## Stated goal
The lines to extract begin at the one containing "Please mark the beach" and run to the end of the listing; set them down exactly and alone.

--- begin Exercise input ---

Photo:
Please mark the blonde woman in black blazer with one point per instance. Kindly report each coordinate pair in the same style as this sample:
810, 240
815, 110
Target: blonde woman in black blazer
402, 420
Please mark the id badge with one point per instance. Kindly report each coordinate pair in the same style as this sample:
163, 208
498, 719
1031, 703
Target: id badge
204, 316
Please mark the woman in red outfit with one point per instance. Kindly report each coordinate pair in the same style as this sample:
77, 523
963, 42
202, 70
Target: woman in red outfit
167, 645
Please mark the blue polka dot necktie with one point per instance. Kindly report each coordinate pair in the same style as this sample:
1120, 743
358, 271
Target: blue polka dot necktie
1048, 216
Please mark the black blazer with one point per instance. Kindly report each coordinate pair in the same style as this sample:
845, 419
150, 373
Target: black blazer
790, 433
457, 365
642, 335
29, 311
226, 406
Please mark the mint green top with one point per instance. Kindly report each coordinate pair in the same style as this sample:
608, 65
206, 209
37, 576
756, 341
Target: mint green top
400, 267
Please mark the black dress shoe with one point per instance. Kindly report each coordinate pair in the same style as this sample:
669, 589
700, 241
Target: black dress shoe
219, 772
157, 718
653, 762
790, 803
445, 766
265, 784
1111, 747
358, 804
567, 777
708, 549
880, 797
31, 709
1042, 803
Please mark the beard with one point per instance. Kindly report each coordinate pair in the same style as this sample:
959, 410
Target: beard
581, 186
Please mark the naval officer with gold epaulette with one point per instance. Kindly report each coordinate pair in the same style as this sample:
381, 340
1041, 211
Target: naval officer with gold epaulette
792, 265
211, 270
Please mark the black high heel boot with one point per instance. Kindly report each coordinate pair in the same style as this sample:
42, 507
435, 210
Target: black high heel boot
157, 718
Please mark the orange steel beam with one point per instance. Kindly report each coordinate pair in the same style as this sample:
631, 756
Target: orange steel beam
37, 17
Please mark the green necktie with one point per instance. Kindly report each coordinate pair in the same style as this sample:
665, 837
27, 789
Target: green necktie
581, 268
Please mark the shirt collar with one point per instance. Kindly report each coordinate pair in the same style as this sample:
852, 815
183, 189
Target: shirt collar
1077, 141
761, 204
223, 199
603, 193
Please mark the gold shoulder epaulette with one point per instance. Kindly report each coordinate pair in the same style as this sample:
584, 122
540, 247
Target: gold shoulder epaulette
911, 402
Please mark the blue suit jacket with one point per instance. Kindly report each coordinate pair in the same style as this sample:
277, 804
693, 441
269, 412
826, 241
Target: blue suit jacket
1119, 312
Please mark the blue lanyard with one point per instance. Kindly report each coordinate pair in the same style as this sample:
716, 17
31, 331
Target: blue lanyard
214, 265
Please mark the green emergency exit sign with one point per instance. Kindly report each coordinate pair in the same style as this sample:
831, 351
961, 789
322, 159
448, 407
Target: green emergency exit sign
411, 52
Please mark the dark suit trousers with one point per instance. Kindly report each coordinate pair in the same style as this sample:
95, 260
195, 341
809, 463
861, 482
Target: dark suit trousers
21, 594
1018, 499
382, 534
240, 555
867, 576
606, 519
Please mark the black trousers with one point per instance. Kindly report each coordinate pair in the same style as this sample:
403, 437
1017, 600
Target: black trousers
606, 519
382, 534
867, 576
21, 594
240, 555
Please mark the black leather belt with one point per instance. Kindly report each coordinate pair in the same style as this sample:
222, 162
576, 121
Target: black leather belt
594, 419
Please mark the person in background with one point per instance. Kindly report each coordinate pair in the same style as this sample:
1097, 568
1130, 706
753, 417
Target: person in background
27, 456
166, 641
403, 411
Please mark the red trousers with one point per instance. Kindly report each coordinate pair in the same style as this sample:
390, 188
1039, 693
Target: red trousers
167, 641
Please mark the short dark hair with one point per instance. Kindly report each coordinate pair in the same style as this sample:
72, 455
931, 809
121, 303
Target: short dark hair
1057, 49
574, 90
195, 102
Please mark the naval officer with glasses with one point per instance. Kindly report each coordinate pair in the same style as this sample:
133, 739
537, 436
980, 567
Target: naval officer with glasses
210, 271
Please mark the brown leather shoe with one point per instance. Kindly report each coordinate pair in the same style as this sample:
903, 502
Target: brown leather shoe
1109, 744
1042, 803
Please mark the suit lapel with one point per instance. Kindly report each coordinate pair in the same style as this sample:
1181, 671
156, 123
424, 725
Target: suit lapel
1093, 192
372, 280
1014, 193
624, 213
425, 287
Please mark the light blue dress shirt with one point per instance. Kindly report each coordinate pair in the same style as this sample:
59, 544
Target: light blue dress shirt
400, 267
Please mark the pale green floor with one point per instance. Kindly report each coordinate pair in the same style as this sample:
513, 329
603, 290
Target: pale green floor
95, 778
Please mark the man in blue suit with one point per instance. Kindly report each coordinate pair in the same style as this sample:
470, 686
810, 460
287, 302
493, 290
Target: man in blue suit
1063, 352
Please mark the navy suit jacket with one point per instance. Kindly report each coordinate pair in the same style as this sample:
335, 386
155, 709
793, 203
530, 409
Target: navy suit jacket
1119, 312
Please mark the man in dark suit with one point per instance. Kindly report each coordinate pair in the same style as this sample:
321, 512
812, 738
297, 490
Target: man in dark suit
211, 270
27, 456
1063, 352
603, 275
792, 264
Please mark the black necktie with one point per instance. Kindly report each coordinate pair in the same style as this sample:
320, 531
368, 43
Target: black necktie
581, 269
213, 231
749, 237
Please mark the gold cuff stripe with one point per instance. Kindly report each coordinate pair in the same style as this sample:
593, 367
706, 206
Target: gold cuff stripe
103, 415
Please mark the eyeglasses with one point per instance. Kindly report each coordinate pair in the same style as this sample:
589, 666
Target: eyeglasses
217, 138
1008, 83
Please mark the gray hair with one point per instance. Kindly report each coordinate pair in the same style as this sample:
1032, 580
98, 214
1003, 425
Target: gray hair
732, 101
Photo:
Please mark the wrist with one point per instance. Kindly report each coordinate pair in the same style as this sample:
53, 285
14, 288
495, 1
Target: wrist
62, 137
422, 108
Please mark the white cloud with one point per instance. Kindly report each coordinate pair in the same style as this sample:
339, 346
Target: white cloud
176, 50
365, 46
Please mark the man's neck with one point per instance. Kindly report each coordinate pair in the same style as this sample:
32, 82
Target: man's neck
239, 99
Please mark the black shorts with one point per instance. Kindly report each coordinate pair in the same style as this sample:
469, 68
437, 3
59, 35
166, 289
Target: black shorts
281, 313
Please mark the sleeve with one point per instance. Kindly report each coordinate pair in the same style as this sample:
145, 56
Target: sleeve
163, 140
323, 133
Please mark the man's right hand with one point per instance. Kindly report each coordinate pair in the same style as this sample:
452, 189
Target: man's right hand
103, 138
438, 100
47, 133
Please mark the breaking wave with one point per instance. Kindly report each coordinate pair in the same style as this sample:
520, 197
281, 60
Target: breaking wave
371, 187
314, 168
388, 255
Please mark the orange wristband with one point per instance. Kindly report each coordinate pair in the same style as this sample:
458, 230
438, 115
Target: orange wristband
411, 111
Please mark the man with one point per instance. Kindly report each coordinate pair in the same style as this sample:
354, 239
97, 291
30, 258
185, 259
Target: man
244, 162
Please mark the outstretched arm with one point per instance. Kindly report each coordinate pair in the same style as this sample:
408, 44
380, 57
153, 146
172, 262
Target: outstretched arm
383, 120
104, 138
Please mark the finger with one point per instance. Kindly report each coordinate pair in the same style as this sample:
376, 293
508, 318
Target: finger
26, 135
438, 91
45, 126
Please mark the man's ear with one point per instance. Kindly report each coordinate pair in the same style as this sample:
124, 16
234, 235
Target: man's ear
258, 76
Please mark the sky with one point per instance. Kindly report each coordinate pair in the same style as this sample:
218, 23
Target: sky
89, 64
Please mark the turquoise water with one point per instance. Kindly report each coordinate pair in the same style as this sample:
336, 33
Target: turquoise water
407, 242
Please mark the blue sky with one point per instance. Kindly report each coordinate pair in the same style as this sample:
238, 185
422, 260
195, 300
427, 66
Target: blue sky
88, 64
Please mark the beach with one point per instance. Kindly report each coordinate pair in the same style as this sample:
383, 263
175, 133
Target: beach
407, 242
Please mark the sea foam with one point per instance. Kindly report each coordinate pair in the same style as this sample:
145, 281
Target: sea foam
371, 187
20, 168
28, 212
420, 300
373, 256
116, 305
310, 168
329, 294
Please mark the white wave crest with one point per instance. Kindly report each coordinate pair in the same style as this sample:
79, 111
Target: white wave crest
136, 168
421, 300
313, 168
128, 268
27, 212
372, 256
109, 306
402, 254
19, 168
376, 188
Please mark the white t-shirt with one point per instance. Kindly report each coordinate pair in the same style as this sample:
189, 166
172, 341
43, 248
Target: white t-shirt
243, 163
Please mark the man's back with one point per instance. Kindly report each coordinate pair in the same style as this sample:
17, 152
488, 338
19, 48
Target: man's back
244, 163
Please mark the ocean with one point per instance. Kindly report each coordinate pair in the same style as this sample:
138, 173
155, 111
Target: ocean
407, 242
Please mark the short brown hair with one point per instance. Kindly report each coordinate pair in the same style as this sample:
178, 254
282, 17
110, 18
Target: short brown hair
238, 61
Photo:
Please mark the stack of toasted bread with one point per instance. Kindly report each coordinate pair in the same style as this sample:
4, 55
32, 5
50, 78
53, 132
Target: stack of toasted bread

--- end Exercise input ---

## Solution to the problem
Please mark the beach with one point per instance. Kindly report each coordinate pair in the same style as this sample:
383, 263
175, 133
Target: beach
407, 242
Please mark the sea foam with one point per instance. Kindly report each coordinate pair in the same style as this sample:
145, 281
Target: sea foam
371, 187
20, 168
28, 212
420, 300
373, 256
116, 305
310, 168
329, 294
Please mark the white wave crest with one point per instance. Kindly report each coordinate pair in the same style as this sample:
79, 111
Target: white wave crest
136, 168
421, 300
313, 168
128, 268
27, 212
372, 256
109, 306
402, 254
19, 168
376, 188
Please mark the white t-shirt with one point per instance. Kindly report each coordinate pair in the same style as this sample:
189, 166
172, 341
43, 248
Target: white t-shirt
243, 163
Please mark the man's back with one point per instance. Kindly report each coordinate pair in the same style as this sample:
17, 152
488, 338
19, 48
Target: man's back
244, 163
Please mark the ocean with one point per instance. Kindly report each coordinate pair in the same style as this sample:
138, 173
155, 111
Target: ocean
407, 242
Please mark the short brown hair with one point per instance. Kindly report each coordinate pair in the same style as this sample:
178, 254
282, 17
110, 18
Target: short brown hair
238, 61
Photo:
Please mark the stack of toasted bread with one point per instance. Kindly report each coordinate pair in the same style as this sample:
4, 55
32, 5
50, 78
53, 132
Target: stack of toasted bread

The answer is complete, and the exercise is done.